• Task instructions:
**a.** From the parliamentary debate excerpt, return the passage that starts at the words "Mr. Robathan: Well, one" and ends after "same sex couples.", copied word for word.
**b.** In the parliamentary debate excerpt, whose biography of Oscar Wilde does the speaker describe as sympathetic?
**c.** Continue the parliamentary debate excerpt, picking up after its last sentence.

My hon. Friend the Member for Aldershot referred to the National Blood Authority, which does not believe that homosexual and heterosexual intercourse are equal. Should I ever have to have a blood transfusion, I will be glad to know that it has taken that position.

My second point is one that I did not make on Second Reading. Some people have been praying in aid old martyrs to the cause of homosexual equality. Oscar Wilde has been much mentioned.

Mr. Boateng: The hon. Gentleman did mention him.

Mr. Robathan: Only in an intervention. Since Second Reading, I have read a little about Oscar Wilde. I have studied several biographies, which say much the same, including the sympathetic biography by Richard Ellman. We should be careful about romanticising Oscar Wilde, as the placing of a statue of him in the Strand last year did. Clearly, he was persecuted by the father of his male friend, Lord Alfred Douglas, the Earl of Rosebery. He wrote some fine plays and was quite a good poet. However, those who are concerned about paedophilia and sex tourism should know that Oscar Wilde was a paedophile and a sex tourist--[Interruption.] Labour Members shake their heads. Let them read the biography--[Hon. Members: "We have."] I can quote from memory that Alfred and Oscar competed for Neapolitan boys in 1897. What is that if not paedophilia and sex tourism? Let us hear no more nonsense about Oscar Wilde being a martyr to homosexual equality.

6.15 pm

My third point is that the Bill is part of an agenda. It was once a standard joke that people who signed letters, "Yours disgustedly", were retired colonels from Tunbridge Wells. It shows how far this country has changed that on Monday I received a letter signed "Yours in disgust" from somebody to whom I shall refer as Peter from Liverpool. I will not embarrass him by naming him further. All Members of Parliament receive letters from nutters. They are usually heavily underlined, and that letter is underlined all over the place.

I understand that Peter Tatchell has said that the age of consent should be reduced to 14. That is a perfectly respectable position, although I do not agree with it in any circumstances.

Dr. Julian Lewis: It is not respectable at all.

Mr. Robathan: Well, one may hold that view, but I do not. The letter to which I referred, besides being insulting and disgusting, says:

10 Feb 1999 : Column 362

    those words are underlined--

    "other benefits already enjoyed by heterosexual couples need to be extended"--

those words, too, are underlined--

    "to gay couples. They include . . . adoption rights for same-sex couples, housing rights for same sex couples, pension rights for same sex couples.

    Thankfully, we have a government who are committed to the equalization of the heterosexual and homosexual ages of consent."

I do not want to labour the point, but this agenda has been pursued within and without the House by the homosexual lobby, which is a very small lobby. Most people do not wake up worrying about this issue and we know from opinion polls that they are opposed to the equalisation of the age of consent. They do not take a homophobic view, but they happen to think that the homosexual case is different--as it is. However, the homosexual lobby has pursued this agenda with single-minded determination and its sustained campaign is now coming to fruition.

The clause is supposed to be about child protection, but it is about a lack of child protection and about society's position on certain types of behaviour. It is the start, not the end, of the agenda. When the House passes it, as I fear it will, it should be aware of that.

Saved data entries
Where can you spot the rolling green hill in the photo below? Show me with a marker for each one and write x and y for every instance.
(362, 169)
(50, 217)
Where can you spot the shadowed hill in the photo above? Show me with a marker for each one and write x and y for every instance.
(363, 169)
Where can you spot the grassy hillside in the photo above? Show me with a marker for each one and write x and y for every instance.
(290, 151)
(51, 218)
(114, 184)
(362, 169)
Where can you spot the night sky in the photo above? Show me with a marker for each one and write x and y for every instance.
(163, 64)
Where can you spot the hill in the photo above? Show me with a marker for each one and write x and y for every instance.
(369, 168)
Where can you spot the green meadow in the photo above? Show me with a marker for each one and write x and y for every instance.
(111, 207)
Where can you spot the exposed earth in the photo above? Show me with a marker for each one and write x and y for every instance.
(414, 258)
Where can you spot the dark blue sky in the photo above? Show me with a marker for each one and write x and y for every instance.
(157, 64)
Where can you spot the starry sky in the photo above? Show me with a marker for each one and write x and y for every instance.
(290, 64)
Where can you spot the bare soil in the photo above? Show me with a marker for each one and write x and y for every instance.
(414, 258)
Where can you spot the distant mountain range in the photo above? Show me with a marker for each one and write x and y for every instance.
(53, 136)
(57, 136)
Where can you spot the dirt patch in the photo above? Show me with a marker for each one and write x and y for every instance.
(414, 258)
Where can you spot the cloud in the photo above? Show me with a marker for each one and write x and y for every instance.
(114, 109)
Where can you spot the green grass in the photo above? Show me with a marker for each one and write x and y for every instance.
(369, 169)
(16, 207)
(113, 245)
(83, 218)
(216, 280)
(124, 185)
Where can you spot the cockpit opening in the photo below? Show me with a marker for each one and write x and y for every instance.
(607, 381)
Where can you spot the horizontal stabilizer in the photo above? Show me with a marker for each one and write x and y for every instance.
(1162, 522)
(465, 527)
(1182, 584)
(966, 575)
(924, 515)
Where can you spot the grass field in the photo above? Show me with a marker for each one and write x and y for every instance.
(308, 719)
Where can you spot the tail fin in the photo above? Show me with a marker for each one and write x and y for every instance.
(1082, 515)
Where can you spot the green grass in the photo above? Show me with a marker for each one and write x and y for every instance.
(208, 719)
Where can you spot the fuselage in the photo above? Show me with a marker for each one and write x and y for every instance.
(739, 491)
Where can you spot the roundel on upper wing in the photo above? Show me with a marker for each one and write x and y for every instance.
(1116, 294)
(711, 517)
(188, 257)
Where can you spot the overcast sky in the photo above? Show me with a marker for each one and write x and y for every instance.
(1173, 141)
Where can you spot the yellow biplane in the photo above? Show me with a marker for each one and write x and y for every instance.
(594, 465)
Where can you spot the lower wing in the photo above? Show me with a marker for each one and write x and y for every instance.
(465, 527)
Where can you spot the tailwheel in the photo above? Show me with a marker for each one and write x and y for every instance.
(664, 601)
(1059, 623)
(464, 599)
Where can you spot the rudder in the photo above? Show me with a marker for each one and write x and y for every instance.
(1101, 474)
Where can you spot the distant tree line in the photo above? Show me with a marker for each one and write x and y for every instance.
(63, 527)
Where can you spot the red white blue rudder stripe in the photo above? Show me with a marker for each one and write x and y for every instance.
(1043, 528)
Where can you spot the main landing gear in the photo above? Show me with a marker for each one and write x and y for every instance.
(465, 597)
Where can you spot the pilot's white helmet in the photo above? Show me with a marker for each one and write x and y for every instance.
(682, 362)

• The replies:
**a.**
Mr. Robathan: Well, one may hold that view, but I do not. The letter to which I referred, besides being insulting and disgusting, says:

10 Feb 1999 : Column 362

    those words are underlined--

    "other benefits already enjoyed by heterosexual couples need to be extended"--

those words, too, are underlined--

    "to gay couples. They include . . . adoption rights for same-sex couples, housing rights for same sex couples, pension rights for same sex couples.

**b.** Richard Ellman's.

**c.**
Mr. Swayne: Ironically, the reason for rejecting the clause is precisely the same as that for protecting it from amendment No. 2 earlier this afternoon. As it now stands, the clause maintains an important discrimination--or rather, an important difference of treatment, if my hon. Friend the Member for Canterbury (Mr. Brazier) will forgive me--in that it treats differently girls under the age of 16 who explore their sexuality and homosexual boys under the age of 16 who seek to explore theirs. That is an important distinction.

However, from what the Minister said, it would appear that that "anomaly"--rather than important principle--may be dealt with on Report. It would therefore be much better to dispose of the entire clause as it now stands than see it amended in such a way.

The important principle of treating differently sexual activity by homosexuals and heterosexuals under the age of 16 is that the law should reinforce social mores and give the clear message that the two life styles are clearly different. It is not as if life is a supermarket and one can choose life styles that have moral equivalence in the same way as one can choose a breakfast cereal.

The problem is the extent to which a person has a choice in determining his sexual orientation, as my hon. Friend the Member for Canterbury (Mr. Brazier) said. I take the view of my hon. Friend the Member for New Forest, East (Dr. Lewis). On Second Reading, Labour Members said that experience clearly showed that the sexual orientation of many people was fixed and they had no role in determining it. I do not question that for a moment: I am sure that that is true.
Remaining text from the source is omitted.